**DATASET ENTRIES**
* * *

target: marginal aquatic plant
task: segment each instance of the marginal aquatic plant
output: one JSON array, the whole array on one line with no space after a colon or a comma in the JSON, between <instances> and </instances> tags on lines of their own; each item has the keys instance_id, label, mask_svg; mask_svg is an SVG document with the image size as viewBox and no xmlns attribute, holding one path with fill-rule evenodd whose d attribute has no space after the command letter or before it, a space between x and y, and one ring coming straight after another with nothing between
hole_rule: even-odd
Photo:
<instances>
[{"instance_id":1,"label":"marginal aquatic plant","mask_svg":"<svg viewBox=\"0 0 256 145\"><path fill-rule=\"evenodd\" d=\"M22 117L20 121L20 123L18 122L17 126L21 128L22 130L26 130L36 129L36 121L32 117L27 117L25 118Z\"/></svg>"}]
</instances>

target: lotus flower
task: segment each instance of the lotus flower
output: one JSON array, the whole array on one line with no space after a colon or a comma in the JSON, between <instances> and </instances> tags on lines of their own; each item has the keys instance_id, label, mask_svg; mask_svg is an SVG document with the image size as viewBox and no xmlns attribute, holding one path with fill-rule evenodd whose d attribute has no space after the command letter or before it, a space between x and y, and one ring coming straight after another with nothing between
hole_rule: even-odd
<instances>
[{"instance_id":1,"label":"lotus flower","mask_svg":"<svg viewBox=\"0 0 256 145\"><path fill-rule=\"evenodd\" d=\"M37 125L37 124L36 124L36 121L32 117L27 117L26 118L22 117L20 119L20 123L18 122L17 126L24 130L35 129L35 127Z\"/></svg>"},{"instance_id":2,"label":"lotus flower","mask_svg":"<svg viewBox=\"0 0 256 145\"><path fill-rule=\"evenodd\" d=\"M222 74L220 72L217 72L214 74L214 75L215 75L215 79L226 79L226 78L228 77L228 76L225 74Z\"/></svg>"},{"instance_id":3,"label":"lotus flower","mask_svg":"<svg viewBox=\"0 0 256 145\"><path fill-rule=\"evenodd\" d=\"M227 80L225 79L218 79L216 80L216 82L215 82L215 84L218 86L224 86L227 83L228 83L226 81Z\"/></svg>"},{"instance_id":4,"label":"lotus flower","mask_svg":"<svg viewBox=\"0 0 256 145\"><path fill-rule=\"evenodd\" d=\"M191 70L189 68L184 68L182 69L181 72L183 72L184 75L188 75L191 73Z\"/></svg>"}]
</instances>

* * *

**THE EXERCISE**
Copy every line of the material above without changing anything.

**THE ANSWER**
target: marginal aquatic plant
task: segment each instance of the marginal aquatic plant
output: one JSON array, the whole array on one line with no space after a colon or a comma in the JSON, between <instances> and </instances> tags on lines of their own; each item has the keys instance_id, label, mask_svg; mask_svg is an SVG document with the image size as viewBox and no xmlns attribute, holding one path with fill-rule evenodd whose d attribute has no space after the command letter or before it, a space between x and y, and one ring coming straight after another with nothing between
hole_rule: even-odd
Photo:
<instances>
[{"instance_id":1,"label":"marginal aquatic plant","mask_svg":"<svg viewBox=\"0 0 256 145\"><path fill-rule=\"evenodd\" d=\"M22 117L20 121L20 123L18 122L17 126L21 128L22 130L26 130L36 129L36 121L32 117L27 117L25 118Z\"/></svg>"}]
</instances>

target: lotus flower
task: segment each instance of the lotus flower
output: one JSON array, the whole array on one line with no space after a colon or a comma in the JSON, between <instances> and </instances> tags on lines of their own; each item has the keys instance_id, label, mask_svg; mask_svg is an SVG document with the image size as viewBox and no xmlns attribute, holding one path with fill-rule evenodd whose d attribute has no space after the command letter or before it, a space between x and y, and one ring coming straight after another with nothing between
hole_rule: even-odd
<instances>
[{"instance_id":1,"label":"lotus flower","mask_svg":"<svg viewBox=\"0 0 256 145\"><path fill-rule=\"evenodd\" d=\"M37 125L37 124L36 124L36 121L32 117L27 117L26 118L22 117L20 119L20 123L18 122L17 126L24 130L35 129L35 127Z\"/></svg>"},{"instance_id":2,"label":"lotus flower","mask_svg":"<svg viewBox=\"0 0 256 145\"><path fill-rule=\"evenodd\" d=\"M222 74L220 72L217 72L214 74L214 75L215 75L215 79L226 79L226 78L228 77L228 76L225 74Z\"/></svg>"},{"instance_id":3,"label":"lotus flower","mask_svg":"<svg viewBox=\"0 0 256 145\"><path fill-rule=\"evenodd\" d=\"M227 80L225 79L218 79L216 80L216 82L215 82L215 84L218 86L224 86L227 83L228 83L226 81Z\"/></svg>"},{"instance_id":4,"label":"lotus flower","mask_svg":"<svg viewBox=\"0 0 256 145\"><path fill-rule=\"evenodd\" d=\"M191 70L189 68L184 68L182 69L181 72L183 72L184 75L188 75L191 73Z\"/></svg>"}]
</instances>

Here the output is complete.